**PROBLEM DETAILS:**
Output, without any changes, the stretch of items below from the line containing "the sunburned skin." through the end of the items.

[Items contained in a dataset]
* Begin *

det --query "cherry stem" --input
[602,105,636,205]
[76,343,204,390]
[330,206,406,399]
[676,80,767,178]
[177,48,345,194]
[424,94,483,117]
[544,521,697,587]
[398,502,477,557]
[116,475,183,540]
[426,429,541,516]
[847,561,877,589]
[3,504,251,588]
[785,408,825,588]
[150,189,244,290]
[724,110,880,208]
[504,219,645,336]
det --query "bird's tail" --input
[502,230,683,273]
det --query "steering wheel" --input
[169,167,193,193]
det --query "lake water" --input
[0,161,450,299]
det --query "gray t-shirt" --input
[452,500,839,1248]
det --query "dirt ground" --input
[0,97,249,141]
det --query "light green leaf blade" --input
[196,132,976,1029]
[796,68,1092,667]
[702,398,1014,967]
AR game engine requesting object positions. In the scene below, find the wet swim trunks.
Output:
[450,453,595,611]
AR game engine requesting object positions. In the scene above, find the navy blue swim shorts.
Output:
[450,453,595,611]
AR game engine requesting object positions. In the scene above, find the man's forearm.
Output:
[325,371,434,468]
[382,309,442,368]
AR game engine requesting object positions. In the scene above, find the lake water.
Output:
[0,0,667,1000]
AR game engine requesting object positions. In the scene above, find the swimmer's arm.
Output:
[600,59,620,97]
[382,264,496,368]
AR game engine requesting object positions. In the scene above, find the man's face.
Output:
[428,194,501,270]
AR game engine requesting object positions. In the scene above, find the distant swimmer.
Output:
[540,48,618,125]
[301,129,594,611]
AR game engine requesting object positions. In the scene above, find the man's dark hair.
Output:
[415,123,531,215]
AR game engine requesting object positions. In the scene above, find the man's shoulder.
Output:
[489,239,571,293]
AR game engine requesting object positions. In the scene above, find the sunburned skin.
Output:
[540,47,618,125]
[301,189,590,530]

* End *

**SOLUTION TO THIS PROBLEM:**
AR game engine requesting object positions. In the scene above, find the sunburned skin.
Output:
[540,47,618,125]
[301,189,590,530]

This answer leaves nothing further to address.